EXERCISE =
Format every line of the listing below as a JSON list of strings, one string per line, leaving out blank lines.

RECORDS TO USE =
....................
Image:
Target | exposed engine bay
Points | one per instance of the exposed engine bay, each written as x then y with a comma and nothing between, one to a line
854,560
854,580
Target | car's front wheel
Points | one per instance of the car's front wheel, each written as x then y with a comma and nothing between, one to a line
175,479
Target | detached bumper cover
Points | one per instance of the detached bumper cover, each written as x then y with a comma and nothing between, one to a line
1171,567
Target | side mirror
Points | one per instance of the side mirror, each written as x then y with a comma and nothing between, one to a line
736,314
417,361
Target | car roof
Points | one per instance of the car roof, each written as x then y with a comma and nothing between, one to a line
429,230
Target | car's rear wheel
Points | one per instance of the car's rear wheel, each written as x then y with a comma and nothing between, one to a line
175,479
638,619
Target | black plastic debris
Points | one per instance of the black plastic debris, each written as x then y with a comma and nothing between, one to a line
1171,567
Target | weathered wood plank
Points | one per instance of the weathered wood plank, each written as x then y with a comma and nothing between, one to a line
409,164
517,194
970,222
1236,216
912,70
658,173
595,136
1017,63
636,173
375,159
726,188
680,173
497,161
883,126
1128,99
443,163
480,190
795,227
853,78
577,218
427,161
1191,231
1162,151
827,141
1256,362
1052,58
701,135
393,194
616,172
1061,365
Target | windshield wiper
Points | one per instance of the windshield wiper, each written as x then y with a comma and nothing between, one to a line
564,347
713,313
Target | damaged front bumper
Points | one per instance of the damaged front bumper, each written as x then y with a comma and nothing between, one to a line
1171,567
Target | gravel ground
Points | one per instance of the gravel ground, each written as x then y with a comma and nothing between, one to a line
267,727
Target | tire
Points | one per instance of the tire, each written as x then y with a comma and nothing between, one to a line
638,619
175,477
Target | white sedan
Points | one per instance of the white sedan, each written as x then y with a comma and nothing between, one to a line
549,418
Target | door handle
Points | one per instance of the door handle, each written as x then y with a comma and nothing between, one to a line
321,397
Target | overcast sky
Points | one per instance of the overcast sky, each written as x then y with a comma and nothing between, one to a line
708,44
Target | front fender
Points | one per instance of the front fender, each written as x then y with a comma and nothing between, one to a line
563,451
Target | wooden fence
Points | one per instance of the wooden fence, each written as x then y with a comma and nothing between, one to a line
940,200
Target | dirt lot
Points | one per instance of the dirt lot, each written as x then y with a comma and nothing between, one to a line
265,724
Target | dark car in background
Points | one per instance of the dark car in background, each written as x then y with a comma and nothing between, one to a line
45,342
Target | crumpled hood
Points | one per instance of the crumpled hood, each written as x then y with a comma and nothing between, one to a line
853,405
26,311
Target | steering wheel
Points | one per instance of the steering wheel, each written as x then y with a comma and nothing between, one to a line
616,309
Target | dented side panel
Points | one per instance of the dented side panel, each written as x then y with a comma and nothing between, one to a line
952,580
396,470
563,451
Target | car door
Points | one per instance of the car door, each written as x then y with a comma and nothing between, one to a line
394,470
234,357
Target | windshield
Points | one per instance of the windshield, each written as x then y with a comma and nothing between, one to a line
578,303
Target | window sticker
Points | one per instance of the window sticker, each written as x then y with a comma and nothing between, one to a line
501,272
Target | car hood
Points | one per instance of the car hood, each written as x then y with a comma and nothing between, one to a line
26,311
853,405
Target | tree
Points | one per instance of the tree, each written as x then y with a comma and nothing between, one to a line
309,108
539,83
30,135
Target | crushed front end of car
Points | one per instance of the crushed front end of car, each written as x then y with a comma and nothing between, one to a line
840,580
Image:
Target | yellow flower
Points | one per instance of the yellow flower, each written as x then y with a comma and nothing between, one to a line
....................
TASK SOLUTION =
[
  "Image:",
  "Target | exposed engine bay",
  "Points | one per instance of the exposed engine bay, each written as x then y with a comma and nothing between, one to a line",
  "854,560",
  "854,580",
  "Target | car's front wheel",
  "Points | one per instance of the car's front wheel, each written as x then y with a comma and nothing between, one to a line",
  "175,479",
  "Target | detached bumper cover",
  "Points | one per instance of the detached bumper cover, each written as x then y with a comma and nothing between, one to a line",
  "1171,567",
  "Target | side mirror",
  "Points | one per instance of the side mirror, each written as x then y with a comma and nothing between, one to a line",
  "736,314",
  "417,361",
  "Target | car roof",
  "Points | one per instance of the car roof, each written as x then y with a comma and nothing between, one to a line",
  "429,230",
  "Target | car's rear wheel",
  "Points | one per instance of the car's rear wheel, each written as x then y with a comma and nothing between, one to a line",
  "175,479",
  "638,619",
  "Target | black plastic debris",
  "Points | one per instance of the black plastic debris, each written as x then y with a comma and nothing between, one to a line",
  "1171,567",
  "Target | weathered wood plank",
  "Points | one per instance of the weathered wood plank, each written as x then y with a comma and nothing between, one to a line",
  "409,164",
  "517,194",
  "970,222",
  "1236,216",
  "912,70",
  "658,173",
  "595,136",
  "1017,63",
  "636,173",
  "375,159",
  "726,188",
  "680,173",
  "497,161",
  "883,126",
  "1128,99",
  "443,163",
  "480,190",
  "795,227",
  "853,78",
  "577,218",
  "427,161",
  "1191,231",
  "1162,151",
  "827,141",
  "1256,362",
  "1052,58",
  "701,135",
  "393,194",
  "616,172",
  "1061,365",
  "Target | windshield wiper",
  "Points | one per instance of the windshield wiper, each written as x then y with a comma and nothing between, one to a line",
  "564,347",
  "713,313",
  "Target | damaged front bumper",
  "Points | one per instance of the damaged front bumper, each written as x then y with a comma and nothing between, one to a line",
  "1171,567",
  "Target | gravel ground",
  "Points | one per instance of the gravel ground, each written as x then y with a comma and nothing between, one to a line",
  "267,727",
  "Target | tire",
  "Points | one per instance of the tire, each written as x then y with a comma and nothing between, one to a line",
  "638,619",
  "175,477",
  "Target | white sedan",
  "Points | one per instance of the white sedan, each written as x then y with a comma and nothing between, one to a line",
  "549,418",
  "Target | door handle",
  "Points | one per instance of the door handle, each written as x then y with a comma and nothing between, one to a line",
  "321,397",
  "Target | overcast sky",
  "Points | one per instance of the overcast sky, each written as x then y with a comma and nothing between, one to a line",
  "708,44",
  "Target | front fender",
  "Points | one per instance of the front fender, each written as x then y with a comma and nothing between, one to a line",
  "563,451",
  "Target | wooden fence",
  "Points | one per instance of the wooden fence, each written as x then y with a comma and nothing between, one to a line",
  "940,200",
  "Target | dirt lot",
  "Points | one per instance of the dirt lot, each written as x then y with a comma and nothing between, one to a line",
  "265,724",
  "Target | dark car in background",
  "Points | one per instance of the dark car in background, each written as x then y with a comma and nothing between, one to a line",
  "45,342",
  "Target | crumpled hood",
  "Points | one per instance of the crumpled hood, each written as x then y with a comma and nothing between, one to a line",
  "853,405",
  "26,311",
  "Target | steering wheel",
  "Points | one per instance of the steering wheel, each written as x then y with a comma and nothing between, one to a line",
  "616,309",
  "Target | dented side panel",
  "Points | one per instance of the dented side panel, each written as x then y with a comma and nothing between, one to a line",
  "952,580",
  "396,470",
  "563,451",
  "Target | car door",
  "Points | one per instance of the car door, each written as x then y with a comma and nothing between, one to a line",
  "394,470",
  "234,357",
  "Target | windshield",
  "Points | one per instance of the windshield, each written as x then y with a comma and nothing between, one to a line",
  "578,303",
  "Target | window sticker",
  "Points | one per instance of the window sticker, each written as x then y with a comma and nothing between, one to a line",
  "501,272",
  "Target | car hood",
  "Points | one per instance of the car hood, each written as x then y with a comma and nothing between, one to a line",
  "26,311",
  "853,405",
  "Target | tree",
  "Points | one per instance of the tree, each written as x then y with a comma and nothing between, one to a line",
  "309,108",
  "539,83",
  "30,135",
  "Target | crushed front end of car",
  "Points | one per instance of the crushed front end of car, each written as x then y with a comma and nothing between, one to a line",
  "840,580",
  "Image:",
  "Target | yellow flower",
  "Points | one per instance of the yellow flower, each written as x then y with a comma and nothing between, one to a line"
]